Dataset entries
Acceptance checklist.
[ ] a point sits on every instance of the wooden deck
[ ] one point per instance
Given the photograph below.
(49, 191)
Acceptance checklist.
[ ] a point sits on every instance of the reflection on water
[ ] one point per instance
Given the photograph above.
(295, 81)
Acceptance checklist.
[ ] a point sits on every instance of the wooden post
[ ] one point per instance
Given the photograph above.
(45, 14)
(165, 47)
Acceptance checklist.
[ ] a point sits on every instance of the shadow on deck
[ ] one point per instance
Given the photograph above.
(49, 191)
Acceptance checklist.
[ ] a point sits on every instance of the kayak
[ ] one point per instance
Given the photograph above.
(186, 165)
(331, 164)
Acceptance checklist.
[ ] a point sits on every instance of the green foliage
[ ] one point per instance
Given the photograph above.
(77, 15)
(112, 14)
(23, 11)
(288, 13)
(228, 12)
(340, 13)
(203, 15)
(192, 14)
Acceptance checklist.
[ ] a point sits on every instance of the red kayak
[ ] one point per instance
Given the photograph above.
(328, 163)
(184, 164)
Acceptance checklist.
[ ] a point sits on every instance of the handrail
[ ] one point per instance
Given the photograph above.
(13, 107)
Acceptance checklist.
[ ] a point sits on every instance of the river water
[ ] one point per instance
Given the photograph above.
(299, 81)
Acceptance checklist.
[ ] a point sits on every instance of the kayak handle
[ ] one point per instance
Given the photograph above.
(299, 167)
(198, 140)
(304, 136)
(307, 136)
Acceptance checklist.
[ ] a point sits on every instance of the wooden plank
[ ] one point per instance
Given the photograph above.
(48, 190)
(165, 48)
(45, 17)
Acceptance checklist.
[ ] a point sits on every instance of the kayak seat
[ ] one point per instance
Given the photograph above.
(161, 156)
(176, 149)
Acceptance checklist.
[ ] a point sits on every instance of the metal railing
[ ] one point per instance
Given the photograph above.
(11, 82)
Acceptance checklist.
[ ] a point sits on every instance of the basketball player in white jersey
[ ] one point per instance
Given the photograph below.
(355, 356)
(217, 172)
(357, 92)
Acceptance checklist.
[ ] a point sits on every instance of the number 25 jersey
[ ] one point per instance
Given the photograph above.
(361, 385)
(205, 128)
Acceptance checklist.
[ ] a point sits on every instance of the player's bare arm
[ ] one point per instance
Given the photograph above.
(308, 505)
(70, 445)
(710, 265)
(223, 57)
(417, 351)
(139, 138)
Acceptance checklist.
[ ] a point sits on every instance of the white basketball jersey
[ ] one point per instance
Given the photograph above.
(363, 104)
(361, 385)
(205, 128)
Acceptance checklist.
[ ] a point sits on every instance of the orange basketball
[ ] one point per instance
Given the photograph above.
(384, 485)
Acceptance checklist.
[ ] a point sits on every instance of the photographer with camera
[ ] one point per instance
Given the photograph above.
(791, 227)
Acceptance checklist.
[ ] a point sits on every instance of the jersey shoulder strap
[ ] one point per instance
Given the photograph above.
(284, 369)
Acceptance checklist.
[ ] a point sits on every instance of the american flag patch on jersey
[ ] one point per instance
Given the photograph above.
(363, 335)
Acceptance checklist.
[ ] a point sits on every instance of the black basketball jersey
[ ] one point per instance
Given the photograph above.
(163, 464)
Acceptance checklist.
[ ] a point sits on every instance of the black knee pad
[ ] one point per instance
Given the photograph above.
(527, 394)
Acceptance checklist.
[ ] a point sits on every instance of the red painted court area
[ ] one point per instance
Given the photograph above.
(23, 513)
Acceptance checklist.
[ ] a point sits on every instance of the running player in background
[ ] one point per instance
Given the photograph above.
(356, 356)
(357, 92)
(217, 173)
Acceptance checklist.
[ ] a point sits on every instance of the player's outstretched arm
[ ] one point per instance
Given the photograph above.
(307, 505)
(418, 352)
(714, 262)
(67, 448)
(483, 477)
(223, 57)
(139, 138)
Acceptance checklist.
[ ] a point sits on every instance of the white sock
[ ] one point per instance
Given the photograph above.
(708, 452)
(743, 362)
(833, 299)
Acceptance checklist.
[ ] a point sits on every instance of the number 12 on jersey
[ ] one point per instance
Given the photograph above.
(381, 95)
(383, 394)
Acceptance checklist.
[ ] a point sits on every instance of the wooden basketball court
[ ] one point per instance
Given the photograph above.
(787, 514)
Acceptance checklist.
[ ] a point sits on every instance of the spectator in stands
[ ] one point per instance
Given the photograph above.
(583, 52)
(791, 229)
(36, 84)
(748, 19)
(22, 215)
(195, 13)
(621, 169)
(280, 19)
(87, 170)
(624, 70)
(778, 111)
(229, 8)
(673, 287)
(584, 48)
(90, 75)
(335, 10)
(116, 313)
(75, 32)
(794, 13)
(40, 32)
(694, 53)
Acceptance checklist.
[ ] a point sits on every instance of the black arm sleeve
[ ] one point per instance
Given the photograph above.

▶ **TASK DESCRIPTION**: Could you work out how many lines of the data above contain the word "court"? Give only the number.

▶ **RESPONSE FOR THIS EXERCISE**: 2